-- Excerpts from a dataset on pointing at objects --
----

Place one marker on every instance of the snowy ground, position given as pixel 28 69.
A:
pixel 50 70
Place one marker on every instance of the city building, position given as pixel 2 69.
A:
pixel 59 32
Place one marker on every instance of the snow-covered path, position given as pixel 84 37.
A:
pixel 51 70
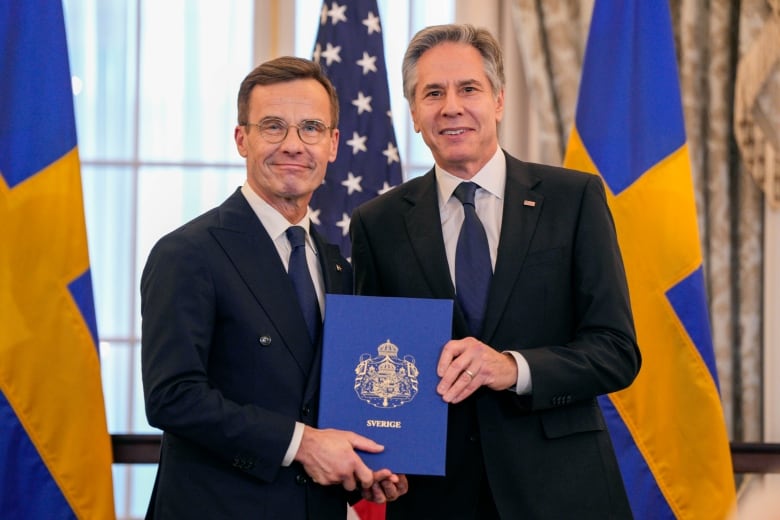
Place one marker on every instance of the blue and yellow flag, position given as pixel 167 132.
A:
pixel 668 426
pixel 55 451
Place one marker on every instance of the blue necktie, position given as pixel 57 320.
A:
pixel 473 270
pixel 298 270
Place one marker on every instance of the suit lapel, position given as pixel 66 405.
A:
pixel 423 224
pixel 332 266
pixel 522 207
pixel 254 256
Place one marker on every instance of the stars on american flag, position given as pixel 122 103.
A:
pixel 351 51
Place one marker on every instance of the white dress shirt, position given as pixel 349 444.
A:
pixel 489 203
pixel 276 225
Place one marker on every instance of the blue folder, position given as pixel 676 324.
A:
pixel 379 358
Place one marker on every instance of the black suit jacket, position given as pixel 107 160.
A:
pixel 559 296
pixel 228 368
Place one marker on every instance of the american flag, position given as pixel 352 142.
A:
pixel 351 51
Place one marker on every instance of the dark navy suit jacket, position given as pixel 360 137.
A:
pixel 559 296
pixel 228 368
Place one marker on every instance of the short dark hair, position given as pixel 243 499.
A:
pixel 281 70
pixel 479 38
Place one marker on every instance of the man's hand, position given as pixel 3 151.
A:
pixel 466 364
pixel 328 457
pixel 386 488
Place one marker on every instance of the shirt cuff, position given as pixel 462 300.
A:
pixel 523 385
pixel 295 443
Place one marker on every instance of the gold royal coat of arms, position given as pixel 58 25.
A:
pixel 386 381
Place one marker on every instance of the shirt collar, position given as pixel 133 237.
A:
pixel 491 178
pixel 273 221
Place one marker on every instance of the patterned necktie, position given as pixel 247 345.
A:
pixel 298 271
pixel 473 270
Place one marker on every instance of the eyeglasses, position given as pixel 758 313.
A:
pixel 274 130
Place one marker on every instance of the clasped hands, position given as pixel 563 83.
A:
pixel 329 457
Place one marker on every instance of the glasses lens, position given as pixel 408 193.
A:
pixel 311 132
pixel 273 130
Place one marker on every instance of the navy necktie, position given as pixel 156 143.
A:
pixel 298 271
pixel 473 270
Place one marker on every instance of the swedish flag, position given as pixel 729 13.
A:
pixel 55 451
pixel 668 426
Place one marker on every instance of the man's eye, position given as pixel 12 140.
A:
pixel 273 126
pixel 313 127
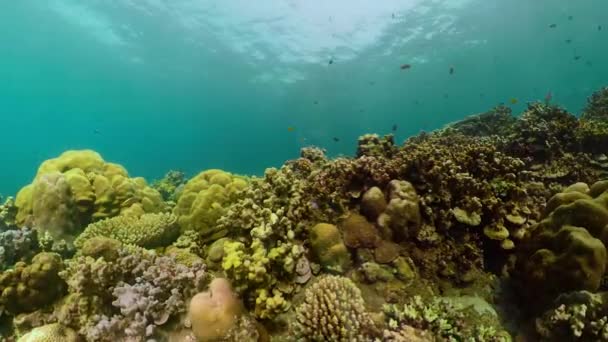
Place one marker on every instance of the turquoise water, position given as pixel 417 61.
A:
pixel 158 85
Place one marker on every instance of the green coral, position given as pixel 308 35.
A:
pixel 54 332
pixel 333 310
pixel 204 199
pixel 28 287
pixel 566 250
pixel 266 220
pixel 328 247
pixel 148 230
pixel 77 188
pixel 446 321
pixel 170 185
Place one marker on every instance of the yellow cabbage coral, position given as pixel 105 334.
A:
pixel 149 230
pixel 79 187
pixel 204 200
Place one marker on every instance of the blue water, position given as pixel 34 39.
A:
pixel 157 85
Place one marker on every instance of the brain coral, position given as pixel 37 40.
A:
pixel 79 187
pixel 148 230
pixel 204 200
pixel 566 250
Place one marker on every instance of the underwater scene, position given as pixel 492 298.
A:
pixel 285 170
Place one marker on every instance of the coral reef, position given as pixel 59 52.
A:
pixel 204 199
pixel 50 333
pixel 147 230
pixel 27 287
pixel 443 320
pixel 8 214
pixel 215 314
pixel 333 310
pixel 325 249
pixel 77 188
pixel 328 247
pixel 566 250
pixel 129 297
pixel 171 185
pixel 17 245
pixel 575 316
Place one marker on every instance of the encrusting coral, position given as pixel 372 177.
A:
pixel 77 188
pixel 147 230
pixel 333 310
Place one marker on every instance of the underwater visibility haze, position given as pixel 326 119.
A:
pixel 284 170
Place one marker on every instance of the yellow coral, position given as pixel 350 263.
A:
pixel 82 187
pixel 50 333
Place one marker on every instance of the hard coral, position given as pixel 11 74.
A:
pixel 148 230
pixel 50 333
pixel 328 247
pixel 213 314
pixel 79 187
pixel 333 310
pixel 126 298
pixel 575 316
pixel 205 198
pixel 566 250
pixel 28 287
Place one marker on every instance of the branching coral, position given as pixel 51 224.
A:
pixel 148 230
pixel 205 198
pixel 333 310
pixel 128 297
pixel 566 251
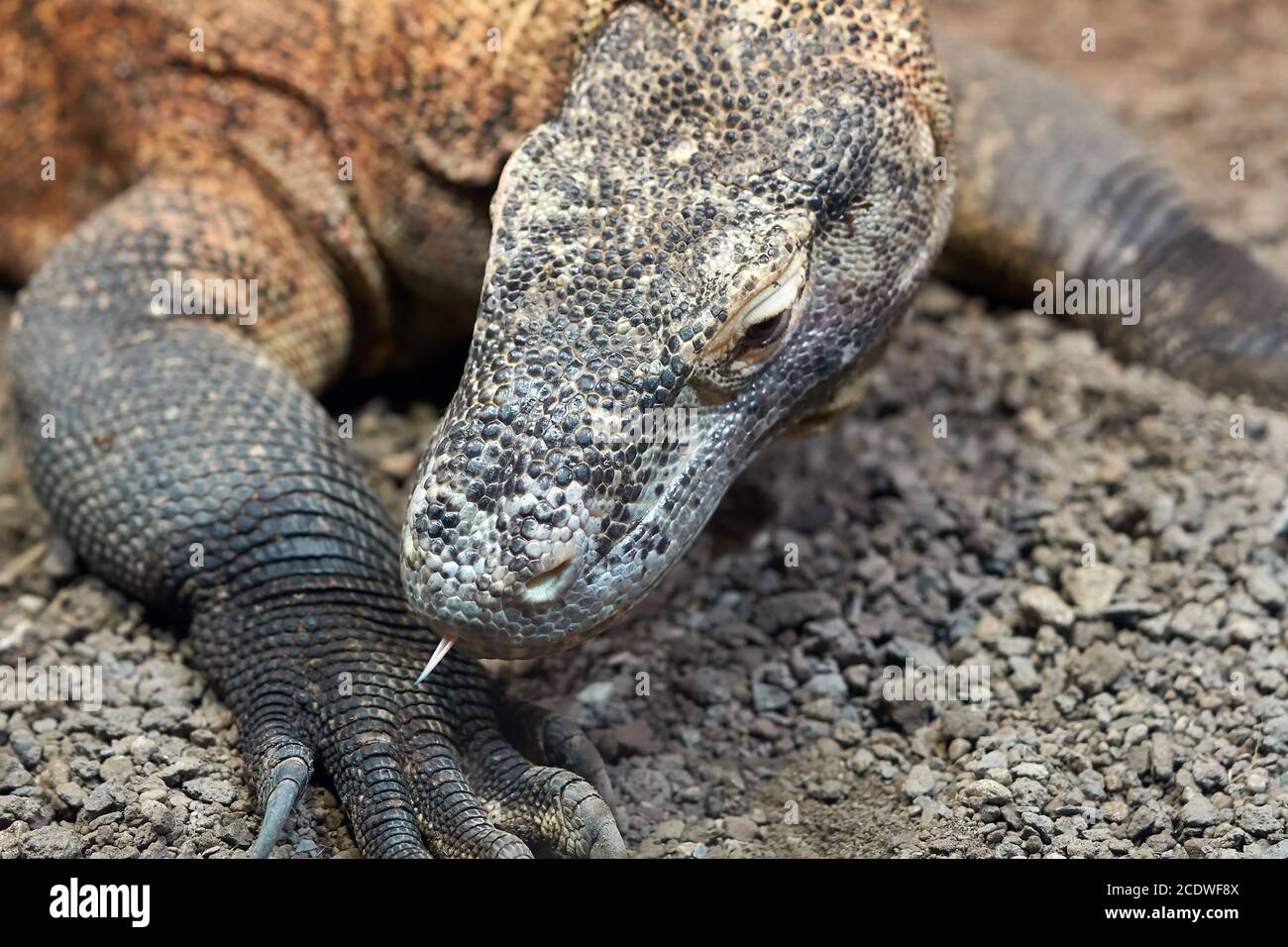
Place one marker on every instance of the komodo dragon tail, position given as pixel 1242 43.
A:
pixel 1047 180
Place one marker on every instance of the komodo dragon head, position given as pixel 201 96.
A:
pixel 707 245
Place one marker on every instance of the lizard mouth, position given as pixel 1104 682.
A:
pixel 545 586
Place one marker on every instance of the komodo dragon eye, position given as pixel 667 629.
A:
pixel 754 331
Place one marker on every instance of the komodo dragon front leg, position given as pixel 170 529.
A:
pixel 189 466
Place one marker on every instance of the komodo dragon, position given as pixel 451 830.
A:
pixel 712 208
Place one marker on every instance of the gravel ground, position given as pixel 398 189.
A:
pixel 1137 706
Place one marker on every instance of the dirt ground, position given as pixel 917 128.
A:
pixel 1138 706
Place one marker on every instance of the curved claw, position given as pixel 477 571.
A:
pixel 290 776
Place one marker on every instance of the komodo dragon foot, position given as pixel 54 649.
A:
pixel 187 462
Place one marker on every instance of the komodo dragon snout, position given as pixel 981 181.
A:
pixel 703 248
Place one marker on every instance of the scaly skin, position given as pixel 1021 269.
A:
pixel 719 211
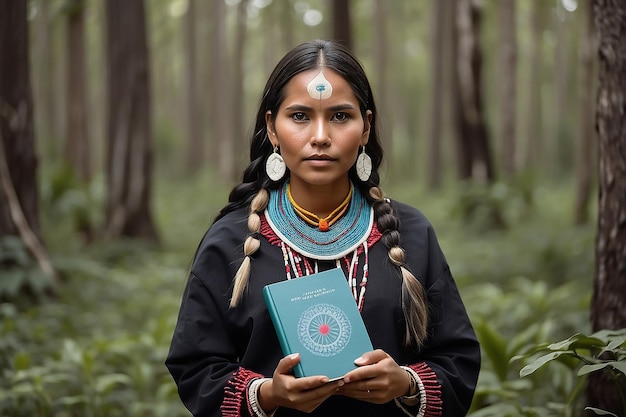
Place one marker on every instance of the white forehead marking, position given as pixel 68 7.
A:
pixel 319 87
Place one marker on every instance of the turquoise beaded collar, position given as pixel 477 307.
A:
pixel 343 237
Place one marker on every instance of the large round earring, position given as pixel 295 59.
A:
pixel 275 166
pixel 363 166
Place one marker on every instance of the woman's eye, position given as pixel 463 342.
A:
pixel 341 117
pixel 298 116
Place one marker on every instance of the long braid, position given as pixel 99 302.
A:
pixel 413 296
pixel 250 246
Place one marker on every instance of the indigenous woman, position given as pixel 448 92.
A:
pixel 310 201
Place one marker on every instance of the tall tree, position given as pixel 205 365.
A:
pixel 436 100
pixel 534 122
pixel 237 85
pixel 195 144
pixel 47 88
pixel 129 144
pixel 608 309
pixel 381 64
pixel 342 26
pixel 586 132
pixel 475 160
pixel 219 96
pixel 507 86
pixel 19 203
pixel 77 145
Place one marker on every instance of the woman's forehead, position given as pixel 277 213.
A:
pixel 319 85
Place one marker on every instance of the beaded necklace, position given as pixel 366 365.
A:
pixel 346 241
pixel 313 219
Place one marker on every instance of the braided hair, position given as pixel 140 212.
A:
pixel 252 192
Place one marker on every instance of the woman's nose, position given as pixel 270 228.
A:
pixel 320 132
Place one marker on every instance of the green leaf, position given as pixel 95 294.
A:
pixel 542 360
pixel 21 361
pixel 587 369
pixel 578 341
pixel 600 412
pixel 106 383
pixel 495 347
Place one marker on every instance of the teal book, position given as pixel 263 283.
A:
pixel 317 317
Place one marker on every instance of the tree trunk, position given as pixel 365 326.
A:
pixel 534 122
pixel 342 27
pixel 586 132
pixel 45 77
pixel 608 309
pixel 474 151
pixel 438 27
pixel 507 88
pixel 381 64
pixel 129 150
pixel 195 142
pixel 19 203
pixel 77 145
pixel 222 146
pixel 559 144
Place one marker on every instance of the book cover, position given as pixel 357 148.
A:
pixel 317 317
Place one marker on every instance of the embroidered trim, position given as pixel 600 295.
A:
pixel 297 265
pixel 236 393
pixel 253 398
pixel 430 391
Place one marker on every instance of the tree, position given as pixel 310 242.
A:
pixel 237 84
pixel 342 27
pixel 507 88
pixel 19 202
pixel 586 133
pixel 608 309
pixel 436 101
pixel 533 123
pixel 474 154
pixel 195 144
pixel 129 144
pixel 220 138
pixel 77 145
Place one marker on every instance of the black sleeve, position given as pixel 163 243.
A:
pixel 451 349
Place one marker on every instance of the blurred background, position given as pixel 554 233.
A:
pixel 140 115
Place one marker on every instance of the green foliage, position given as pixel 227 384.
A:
pixel 21 274
pixel 582 354
pixel 97 348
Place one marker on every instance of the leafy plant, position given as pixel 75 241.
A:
pixel 604 350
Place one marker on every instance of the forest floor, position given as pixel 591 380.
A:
pixel 97 347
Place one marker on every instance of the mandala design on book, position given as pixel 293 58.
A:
pixel 324 329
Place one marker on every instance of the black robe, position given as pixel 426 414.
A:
pixel 212 343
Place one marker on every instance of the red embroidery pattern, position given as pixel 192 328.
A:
pixel 434 405
pixel 236 393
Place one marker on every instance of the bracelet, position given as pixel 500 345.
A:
pixel 253 397
pixel 416 390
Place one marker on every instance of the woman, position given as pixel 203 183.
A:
pixel 310 201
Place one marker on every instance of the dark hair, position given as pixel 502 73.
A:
pixel 253 192
pixel 304 57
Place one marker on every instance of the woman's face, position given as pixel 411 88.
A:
pixel 319 129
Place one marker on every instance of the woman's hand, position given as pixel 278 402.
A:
pixel 379 379
pixel 303 394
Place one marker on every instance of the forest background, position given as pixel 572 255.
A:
pixel 141 114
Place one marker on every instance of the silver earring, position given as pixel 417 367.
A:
pixel 275 166
pixel 363 166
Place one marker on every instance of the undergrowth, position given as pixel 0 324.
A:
pixel 96 347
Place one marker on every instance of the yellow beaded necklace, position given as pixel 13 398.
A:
pixel 313 219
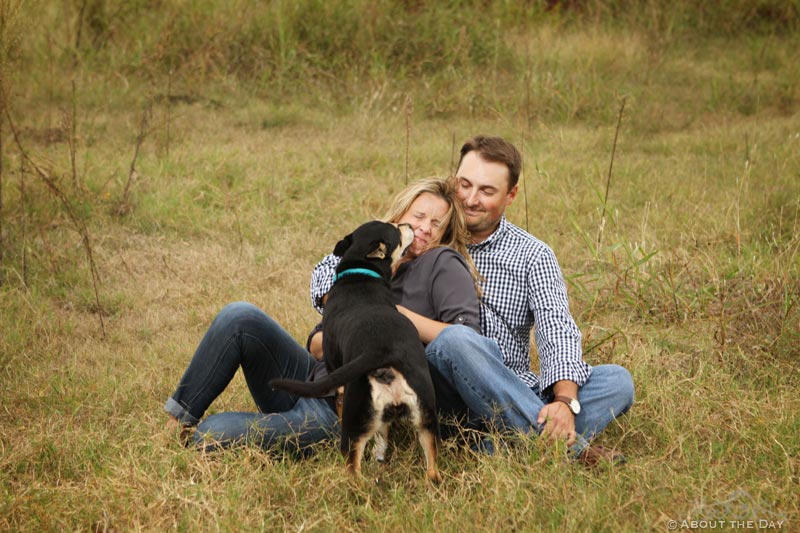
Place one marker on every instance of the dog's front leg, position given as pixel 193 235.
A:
pixel 429 447
pixel 381 443
pixel 354 454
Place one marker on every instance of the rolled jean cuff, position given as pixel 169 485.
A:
pixel 180 412
pixel 580 444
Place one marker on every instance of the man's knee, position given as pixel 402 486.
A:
pixel 620 381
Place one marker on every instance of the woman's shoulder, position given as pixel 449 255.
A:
pixel 441 258
pixel 441 255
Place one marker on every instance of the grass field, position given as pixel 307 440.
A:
pixel 211 152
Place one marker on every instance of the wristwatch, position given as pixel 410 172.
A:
pixel 573 403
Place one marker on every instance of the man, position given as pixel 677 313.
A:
pixel 523 288
pixel 487 377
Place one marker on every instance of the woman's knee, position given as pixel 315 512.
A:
pixel 463 343
pixel 240 314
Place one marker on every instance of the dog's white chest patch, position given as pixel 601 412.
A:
pixel 389 389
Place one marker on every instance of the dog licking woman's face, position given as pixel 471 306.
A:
pixel 426 216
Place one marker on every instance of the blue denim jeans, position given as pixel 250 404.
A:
pixel 244 336
pixel 472 381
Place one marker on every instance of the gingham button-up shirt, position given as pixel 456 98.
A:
pixel 523 288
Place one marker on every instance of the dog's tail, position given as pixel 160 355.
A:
pixel 328 384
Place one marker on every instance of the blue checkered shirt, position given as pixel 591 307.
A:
pixel 523 287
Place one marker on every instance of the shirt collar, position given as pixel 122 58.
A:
pixel 501 229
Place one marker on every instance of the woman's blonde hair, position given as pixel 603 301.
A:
pixel 455 234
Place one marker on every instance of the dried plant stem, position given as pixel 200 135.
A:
pixel 608 178
pixel 79 224
pixel 408 110
pixel 2 109
pixel 139 140
pixel 73 140
pixel 23 221
pixel 453 168
pixel 169 110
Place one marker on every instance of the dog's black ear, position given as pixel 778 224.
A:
pixel 343 245
pixel 378 250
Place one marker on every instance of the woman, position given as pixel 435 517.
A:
pixel 434 287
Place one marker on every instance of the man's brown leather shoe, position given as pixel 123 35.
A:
pixel 593 456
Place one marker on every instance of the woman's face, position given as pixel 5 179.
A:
pixel 426 216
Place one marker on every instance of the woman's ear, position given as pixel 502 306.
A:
pixel 378 250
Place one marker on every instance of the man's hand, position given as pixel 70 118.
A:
pixel 559 422
pixel 315 346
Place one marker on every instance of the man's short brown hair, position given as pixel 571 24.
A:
pixel 496 150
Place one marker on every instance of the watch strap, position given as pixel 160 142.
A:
pixel 565 399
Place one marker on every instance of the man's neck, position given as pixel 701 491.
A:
pixel 478 238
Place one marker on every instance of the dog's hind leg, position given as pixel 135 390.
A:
pixel 428 441
pixel 381 443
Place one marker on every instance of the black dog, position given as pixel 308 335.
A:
pixel 373 350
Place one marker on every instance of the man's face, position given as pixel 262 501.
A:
pixel 483 191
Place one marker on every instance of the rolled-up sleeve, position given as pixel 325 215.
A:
pixel 557 336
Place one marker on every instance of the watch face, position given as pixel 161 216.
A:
pixel 575 406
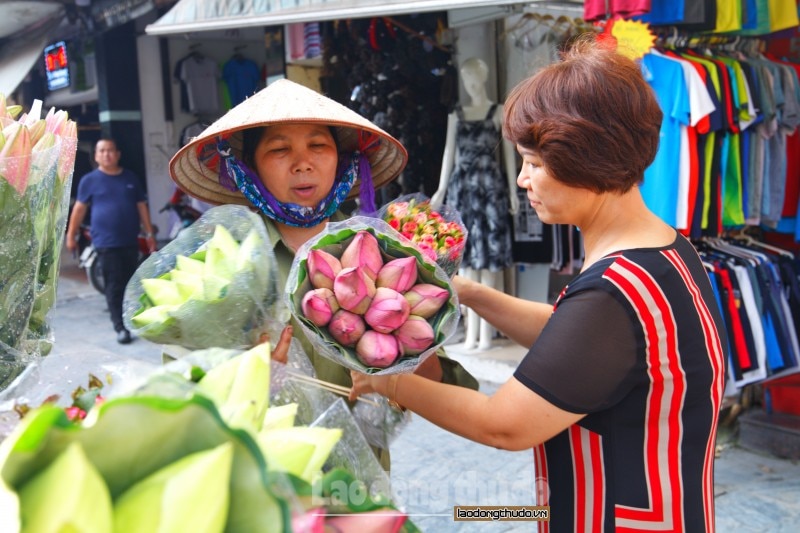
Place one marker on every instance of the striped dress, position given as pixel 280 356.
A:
pixel 637 343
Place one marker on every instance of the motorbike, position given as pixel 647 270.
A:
pixel 90 261
pixel 185 214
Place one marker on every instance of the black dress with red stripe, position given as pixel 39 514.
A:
pixel 637 343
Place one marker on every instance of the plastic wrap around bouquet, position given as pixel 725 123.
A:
pixel 369 299
pixel 37 156
pixel 441 235
pixel 215 285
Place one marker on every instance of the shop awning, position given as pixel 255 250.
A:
pixel 206 15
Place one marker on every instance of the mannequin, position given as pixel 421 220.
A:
pixel 489 206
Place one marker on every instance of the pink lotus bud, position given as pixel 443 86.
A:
pixel 363 251
pixel 354 289
pixel 319 305
pixel 15 156
pixel 322 268
pixel 426 299
pixel 377 349
pixel 398 274
pixel 415 335
pixel 69 148
pixel 388 310
pixel 346 328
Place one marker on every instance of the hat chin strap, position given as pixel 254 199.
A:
pixel 232 170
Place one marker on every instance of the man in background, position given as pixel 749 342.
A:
pixel 119 213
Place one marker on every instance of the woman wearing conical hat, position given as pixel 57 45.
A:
pixel 295 156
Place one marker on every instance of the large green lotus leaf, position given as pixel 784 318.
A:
pixel 127 439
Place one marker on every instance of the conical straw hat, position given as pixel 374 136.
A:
pixel 195 168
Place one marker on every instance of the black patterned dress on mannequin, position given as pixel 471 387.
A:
pixel 478 189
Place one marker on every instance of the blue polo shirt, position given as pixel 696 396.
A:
pixel 114 215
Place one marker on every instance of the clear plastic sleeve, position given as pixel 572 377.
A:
pixel 249 306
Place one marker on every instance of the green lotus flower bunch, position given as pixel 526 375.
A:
pixel 37 156
pixel 170 457
pixel 214 286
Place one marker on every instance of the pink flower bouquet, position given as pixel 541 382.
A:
pixel 440 235
pixel 369 299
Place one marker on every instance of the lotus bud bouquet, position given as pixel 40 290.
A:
pixel 37 155
pixel 213 286
pixel 441 235
pixel 370 299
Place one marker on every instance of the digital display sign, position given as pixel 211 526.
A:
pixel 56 66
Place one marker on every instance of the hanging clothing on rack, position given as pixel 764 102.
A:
pixel 762 317
pixel 201 75
pixel 479 191
pixel 242 77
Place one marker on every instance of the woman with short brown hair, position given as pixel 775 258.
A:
pixel 620 390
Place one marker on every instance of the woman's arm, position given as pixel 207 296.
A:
pixel 514 418
pixel 518 319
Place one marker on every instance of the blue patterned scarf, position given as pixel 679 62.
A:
pixel 235 175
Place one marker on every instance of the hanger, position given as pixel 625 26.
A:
pixel 747 239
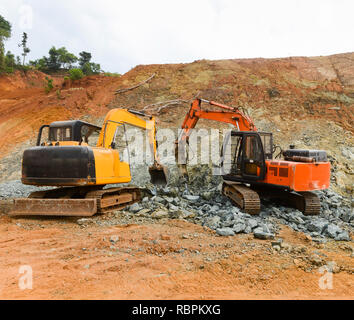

----

-- Task directions --
Copy out the part of the material above that opens with the line containing "Place one marker on every instance of the navy" and closes with the line containing "pixel 313 127", including both of those lines and changing nothing.

-- Result for this task --
Place one marker on every instance of the navy necktie, position given as pixel 156 143.
A:
pixel 298 271
pixel 473 270
Place one marker on every instance of the swedish flag, position given as pixel 729 13.
A:
pixel 55 451
pixel 668 426
Place one marker on every instance of the man's eye, position given as pixel 12 140.
A:
pixel 273 126
pixel 313 127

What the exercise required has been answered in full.